_RECORD SET_
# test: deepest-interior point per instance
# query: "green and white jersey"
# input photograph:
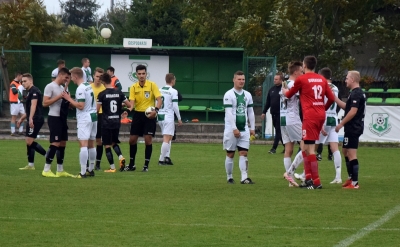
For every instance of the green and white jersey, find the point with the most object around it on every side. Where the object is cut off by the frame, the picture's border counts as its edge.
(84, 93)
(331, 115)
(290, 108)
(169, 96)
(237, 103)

==

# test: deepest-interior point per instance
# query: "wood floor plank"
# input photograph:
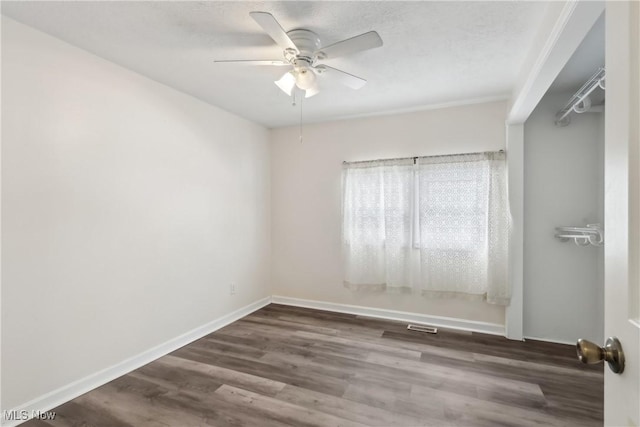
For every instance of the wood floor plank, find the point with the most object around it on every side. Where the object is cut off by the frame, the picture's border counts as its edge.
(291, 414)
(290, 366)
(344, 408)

_TASK BRIEF_
The answer is every line in the data where the word "query" appears.

_EXERCISE RESULT_
# query: "green and white jersey"
# query: "wood floor plank"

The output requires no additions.